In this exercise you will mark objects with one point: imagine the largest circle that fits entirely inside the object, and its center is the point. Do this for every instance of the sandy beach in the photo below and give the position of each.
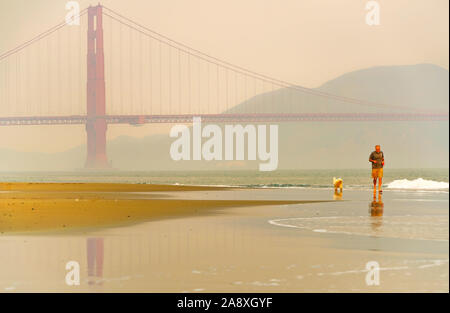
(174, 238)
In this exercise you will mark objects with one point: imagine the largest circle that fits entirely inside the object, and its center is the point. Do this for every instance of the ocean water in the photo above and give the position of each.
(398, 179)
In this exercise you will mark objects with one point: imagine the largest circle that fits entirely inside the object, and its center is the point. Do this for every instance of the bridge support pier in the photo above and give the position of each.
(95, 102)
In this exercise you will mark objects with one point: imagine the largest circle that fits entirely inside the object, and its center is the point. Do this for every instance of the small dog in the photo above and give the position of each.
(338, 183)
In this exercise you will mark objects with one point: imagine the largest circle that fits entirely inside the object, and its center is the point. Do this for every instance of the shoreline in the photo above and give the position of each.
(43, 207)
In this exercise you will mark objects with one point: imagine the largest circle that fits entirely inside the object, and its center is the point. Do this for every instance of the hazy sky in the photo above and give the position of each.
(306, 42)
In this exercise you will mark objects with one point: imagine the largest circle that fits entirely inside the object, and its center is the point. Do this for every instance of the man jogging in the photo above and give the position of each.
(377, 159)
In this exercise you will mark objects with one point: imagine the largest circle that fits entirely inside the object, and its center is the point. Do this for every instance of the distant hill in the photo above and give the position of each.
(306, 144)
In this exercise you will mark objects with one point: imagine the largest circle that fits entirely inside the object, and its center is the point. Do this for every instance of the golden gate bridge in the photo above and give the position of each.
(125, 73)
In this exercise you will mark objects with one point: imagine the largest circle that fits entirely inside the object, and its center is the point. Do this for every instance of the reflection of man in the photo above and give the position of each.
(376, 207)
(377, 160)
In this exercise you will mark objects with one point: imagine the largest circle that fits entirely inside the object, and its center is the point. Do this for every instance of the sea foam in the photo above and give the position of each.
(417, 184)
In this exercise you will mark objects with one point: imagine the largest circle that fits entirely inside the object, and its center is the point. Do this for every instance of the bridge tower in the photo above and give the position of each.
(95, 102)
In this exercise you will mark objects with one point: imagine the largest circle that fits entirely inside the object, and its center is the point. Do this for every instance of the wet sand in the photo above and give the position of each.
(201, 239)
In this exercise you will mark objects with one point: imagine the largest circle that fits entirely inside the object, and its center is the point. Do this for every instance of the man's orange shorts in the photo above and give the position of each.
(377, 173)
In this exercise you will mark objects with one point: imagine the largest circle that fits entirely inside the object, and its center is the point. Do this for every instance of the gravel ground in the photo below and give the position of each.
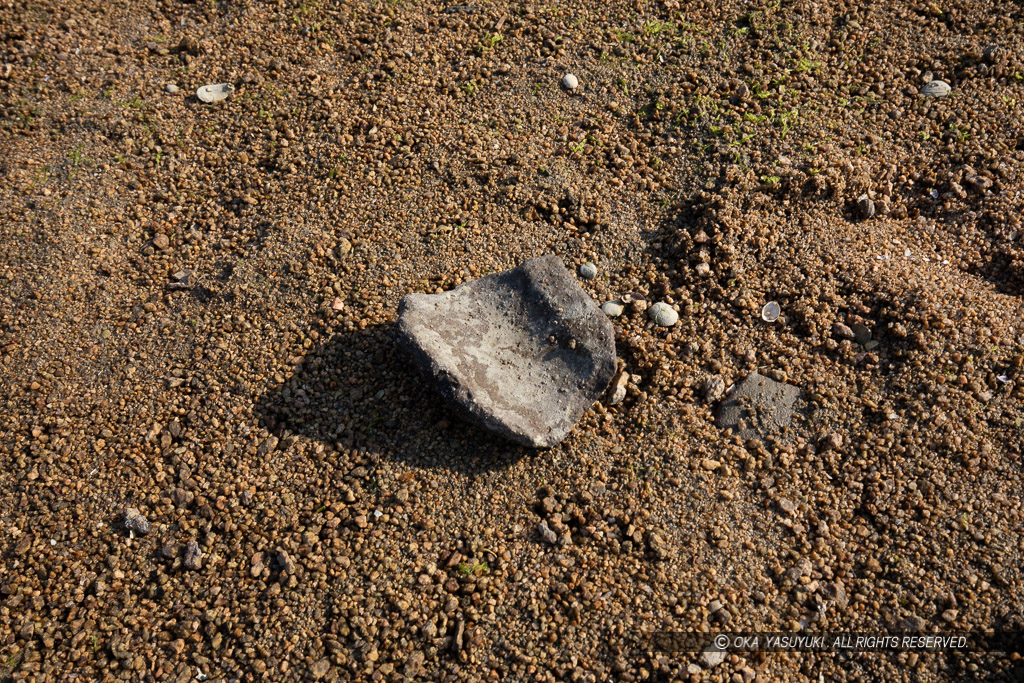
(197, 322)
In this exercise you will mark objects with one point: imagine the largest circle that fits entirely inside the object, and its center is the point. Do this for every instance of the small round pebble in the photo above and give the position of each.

- - -

Give the data above again, exactly and completely. No pictures go in.

In this exercise you will mark objects with one point: imagine the largest circle that fits entirely inside the object, and its center is the point. Do this for every instance of the sandy beach in the photo below and give the position of each.
(174, 238)
In this exercise you will mark objects with one point: imagine the largest circle that fits entirely inside the object, and its center is the point. Do this for every instance of the ocean water in the photo above and give the position of each.
(398, 179)
In this exercise you will mark objects with one point: imagine the largest circle that fits entirely inside the object, and its center is the point. Do this for every instance of the bridge support pier in the photo above and give the position of each.
(95, 102)
In this exercise you will mark objects with one point: imagine the largest circle that fits entirely inside the object, and its center is the point. Do this for every instance of the small dog in the photo above and give the position of each.
(338, 183)
In this exercise you will mark objects with one point: imagine the largest circle that fits entirely inside the object, and its center is the point. Do this for every instance of the shoreline in the photo above and give the position of each.
(43, 207)
In this exercise you will mark objects with one point: imagine the largest circle that fits entirely inside the object, and its center is the point. Do this for every instance of the hazy sky in the photo above and give the position of each.
(306, 42)
In this exercise you will mark objects with one point: imagine the largest circle that fits entirely inside the object, and its center is the point. Do this for every instance of the man jogging in the photo above and give the position of each.
(377, 159)
In this exercise you will mark objects with one point: imagine the largest circle that fits entirely inside the object, and its center is the point. Do this for every instance of the distant hill in the photo above and give the position of each.
(306, 144)
In this exercise you will mark objects with one point: imagine the largest circle that fits entirely inside the object, and its center is the point. Do this for every instance of the golden gate bridge in the photo above and give the position of each.
(125, 73)
In this exercise you will mark objects with one point: imagine the largest circle that fits entirely inside the object, and its center is the point. Do this for every instance of the reflection of man in the photo above and give the position of each.
(376, 207)
(377, 160)
In this exercise you will mark objects with one point: imagine the largest circle that fits entirely inside the object, and its center is the point. Do this for every instance of the sea foam in the photo above and give the position of each.
(417, 184)
In this exercise you will mark objects with one point: imagine the largest circle that fits entirely inside the object, and its center is the point. Do this for every instance of the bridge tower in the photo above and give the position of each.
(95, 102)
In this exercise you will mark objects with one point: imagine the largest circle that fits entirely inside the object, and its center is the point. Do this for every instance of the wet sand in the photo above and give the position of each.
(201, 239)
In this exercise you will mark objects with one point: imagine the largest circle that fits entirely inside the object, and its center is the point. Do this for every instance of the man's orange shorts in the photo above and give the position of each.
(377, 173)
In this exercise you will mark objects with one point: imagine the largest circle that fits entirely inside the object, and its center is the point. Do this for every instance of the gravel ground in the photo below and give the position of each.
(197, 322)
In this exercise you will mark objects with one point: imagine the largest circle that fits entirely inside the object, and its center is the point. Do this for every instance of the small round pebble in the photo above and give the position of each.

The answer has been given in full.